Location identification items:
◇ ◇ ◇ ◇ ◇

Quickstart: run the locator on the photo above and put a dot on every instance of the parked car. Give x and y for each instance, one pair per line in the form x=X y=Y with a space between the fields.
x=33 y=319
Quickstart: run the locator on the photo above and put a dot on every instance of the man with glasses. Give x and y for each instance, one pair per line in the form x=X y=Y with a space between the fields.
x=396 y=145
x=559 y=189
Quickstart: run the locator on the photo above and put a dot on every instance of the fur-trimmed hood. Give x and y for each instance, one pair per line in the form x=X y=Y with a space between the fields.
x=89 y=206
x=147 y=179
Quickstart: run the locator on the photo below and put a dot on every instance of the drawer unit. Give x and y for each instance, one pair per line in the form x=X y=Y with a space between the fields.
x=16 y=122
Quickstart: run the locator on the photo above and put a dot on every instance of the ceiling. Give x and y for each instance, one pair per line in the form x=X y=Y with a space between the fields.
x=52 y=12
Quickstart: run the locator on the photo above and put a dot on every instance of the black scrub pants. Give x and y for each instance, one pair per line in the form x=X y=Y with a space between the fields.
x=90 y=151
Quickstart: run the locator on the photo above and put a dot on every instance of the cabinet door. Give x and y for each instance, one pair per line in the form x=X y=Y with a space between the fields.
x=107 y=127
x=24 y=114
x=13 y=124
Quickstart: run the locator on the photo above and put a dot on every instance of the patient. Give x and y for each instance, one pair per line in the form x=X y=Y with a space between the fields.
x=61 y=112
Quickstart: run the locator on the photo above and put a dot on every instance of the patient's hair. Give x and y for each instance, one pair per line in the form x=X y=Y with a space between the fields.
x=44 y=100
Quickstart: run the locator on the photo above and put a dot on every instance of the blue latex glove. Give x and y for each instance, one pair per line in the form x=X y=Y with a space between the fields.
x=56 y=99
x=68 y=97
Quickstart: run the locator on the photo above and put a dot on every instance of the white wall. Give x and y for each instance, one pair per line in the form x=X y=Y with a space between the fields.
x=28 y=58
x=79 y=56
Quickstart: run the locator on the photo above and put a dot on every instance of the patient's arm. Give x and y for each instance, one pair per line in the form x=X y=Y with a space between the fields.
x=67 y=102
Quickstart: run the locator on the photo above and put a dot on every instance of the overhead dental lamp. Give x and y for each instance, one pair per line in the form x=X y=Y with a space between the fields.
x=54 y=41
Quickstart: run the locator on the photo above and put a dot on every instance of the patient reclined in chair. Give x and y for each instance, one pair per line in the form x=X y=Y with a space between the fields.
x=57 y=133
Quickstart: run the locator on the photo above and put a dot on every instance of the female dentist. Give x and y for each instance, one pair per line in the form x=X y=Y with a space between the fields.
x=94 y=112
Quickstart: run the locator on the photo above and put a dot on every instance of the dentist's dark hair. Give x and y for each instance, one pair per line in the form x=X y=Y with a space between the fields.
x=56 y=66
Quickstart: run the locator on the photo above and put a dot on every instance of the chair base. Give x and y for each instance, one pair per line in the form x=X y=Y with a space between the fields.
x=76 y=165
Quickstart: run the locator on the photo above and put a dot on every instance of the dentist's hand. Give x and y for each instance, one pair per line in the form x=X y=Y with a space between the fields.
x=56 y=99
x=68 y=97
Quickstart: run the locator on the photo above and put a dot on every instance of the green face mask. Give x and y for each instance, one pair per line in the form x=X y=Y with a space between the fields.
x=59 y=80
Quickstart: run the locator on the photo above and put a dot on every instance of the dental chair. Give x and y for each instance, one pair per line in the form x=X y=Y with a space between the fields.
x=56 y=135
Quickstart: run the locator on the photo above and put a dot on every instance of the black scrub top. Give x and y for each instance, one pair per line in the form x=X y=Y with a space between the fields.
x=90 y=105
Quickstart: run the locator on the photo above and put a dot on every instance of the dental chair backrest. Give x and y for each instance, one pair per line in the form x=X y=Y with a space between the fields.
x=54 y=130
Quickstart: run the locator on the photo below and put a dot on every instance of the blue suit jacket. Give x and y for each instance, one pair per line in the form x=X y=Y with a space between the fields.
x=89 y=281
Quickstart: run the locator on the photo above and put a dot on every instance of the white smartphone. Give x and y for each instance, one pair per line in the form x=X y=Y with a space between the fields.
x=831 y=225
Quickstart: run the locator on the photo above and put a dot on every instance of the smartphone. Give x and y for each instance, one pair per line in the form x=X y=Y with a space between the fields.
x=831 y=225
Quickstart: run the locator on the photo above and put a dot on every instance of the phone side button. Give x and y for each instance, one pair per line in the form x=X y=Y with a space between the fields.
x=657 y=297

◇ ◇ ◇ ◇ ◇

WHAT THIS TASK INVOLVES: Transcribe all of the material exactly. Omit nothing.

SOLUTION TO THE PROBLEM:
Quickstart: run the locator on the photo above and put a dot on every instance of the parked car. Give x and y for each instance, one pair per line in the form x=X y=Y with a space between the fields.
x=33 y=319
Quickstart: run the locator on the photo above and put a dot on every instance of the man with glasses. Give x and y for each instance, one pair per line in the form x=X y=Y with a space between the fields.
x=396 y=145
x=559 y=189
Quickstart: run the locator on the photo above and put a dot on every instance of the fur-trimmed hood. Give x and y for each instance, one pair per line in the form x=X y=Y with a space between the fields.
x=89 y=206
x=147 y=179
Quickstart: run the locator on the photo below and put a dot on every instance of the drawer unit. Give x and y for each instance, one pair per line in the form x=X y=Y with a space between the fields.
x=16 y=122
Quickstart: run the locator on the photo above and put a dot on every instance of the ceiling. Give x and y for each instance, one pair per line in the form x=X y=Y with a space between the fields.
x=52 y=12
Quickstart: run the locator on the photo above and put a dot on every instance of the black scrub pants. Give x and y for each instance, one pair per line in the form x=X y=Y with a space between the fields.
x=90 y=151
Quickstart: run the locator on the photo above and put a dot on every instance of the cabinet door. Give x and y for each instance, one pair per line in the form x=X y=Y with a space between the fields.
x=107 y=127
x=24 y=114
x=13 y=124
Quickstart: run the locator on the photo above and put a dot on every instance of the patient. Give x and y for each instance, one pair per line in the form x=X y=Y with a space between the fields.
x=61 y=112
Quickstart: run the locator on the photo above and put a dot on every instance of the patient's hair. Give x and y for each instance, one pair per line in the form x=X y=Y with a space between the fields.
x=44 y=100
Quickstart: run the locator on the photo above and put a dot on every instance of the blue latex glove. Give x and y for each instance, one pair per line in the form x=X y=Y with a space between the fields.
x=56 y=99
x=68 y=97
Quickstart: run the locator on the photo above and put a dot on every instance of the white wall. Give x and y for each instance, one pair per line in the form x=X y=Y with a space between the fields.
x=28 y=58
x=79 y=56
Quickstart: run the locator on the photo above and put a dot on every instance of the patient's arm. Give x and y for each instance, one pair per line in the form x=X y=Y with a space between the fields.
x=67 y=102
Quickstart: run the locator on the photo above and put a dot on every instance of the overhead dental lamp. Give x and y for each instance, one pair per line in the form x=X y=Y with a space between the fields.
x=54 y=41
Quickstart: run the locator on the photo above and put a dot on every instance of the patient reclined in chair. Give x and y for each instance, one pair per line in the form x=X y=Y with a space between the fields.
x=57 y=133
Quickstart: run the locator on the photo above and put a dot on every instance of the female dentist. Give x and y for each instance, one pair per line in the form x=X y=Y with a space between the fields.
x=94 y=112
Quickstart: run the locator on the photo above and put a dot on every instance of the dentist's dark hair. Give x and y for each instance, one pair per line in the form x=X y=Y with a space between the fields.
x=56 y=66
Quickstart: run the locator on the photo above and put a dot on every instance of the chair base. Give x and y for each instance, one pair per line in the form x=X y=Y with a space between the fields.
x=76 y=165
Quickstart: run the locator on the photo above and put a dot on every instance of the dentist's hand. Give x and y for each instance, one pair per line in the form x=X y=Y with a space between the fields.
x=56 y=99
x=68 y=97
Quickstart: run the locator on the photo above and put a dot on every instance of the green face mask. Give x and y for each instance, one pair per line in the form x=X y=Y with a space between the fields.
x=59 y=80
Quickstart: run the locator on the photo above and put a dot on every instance of the dental chair. Give x and y for each instance, one pair per line in the form x=X y=Y with a space between the fields.
x=56 y=135
Quickstart: run the locator on the photo above and put a dot on every instance of the black scrub top. Give x and y for each instance, one pair per line in the form x=X y=Y with a space between the fields.
x=90 y=105
Quickstart: run the locator on the photo above and put a dot on every instance of the dental chair backrest. Give x and y for each instance, one pair per line in the form x=X y=Y with a space between the fields.
x=54 y=130
Quickstart: run the locator on the photo below and put a dot on every instance of the blue suit jacket. Give x and y for each instance, one pair per line in the form x=X y=Y with a space between the fields.
x=89 y=281
Quickstart: run the locator on the photo above and put a dot on every instance of the white smartphone. Give x and y for each instance, one pair per line in the form x=X y=Y with a space between the fields.
x=831 y=225
Quickstart: run the locator on the photo above and put a dot on every instance of the smartphone. Give x and y for each instance, one pair per line in the form x=X y=Y with a space between the fields.
x=831 y=225
Quickstart: run the locator on the photo above and put a dot on every instance of the phone side button. Give x and y for each instance, one pair per line in the form x=X y=Y with a space between the fields.
x=657 y=297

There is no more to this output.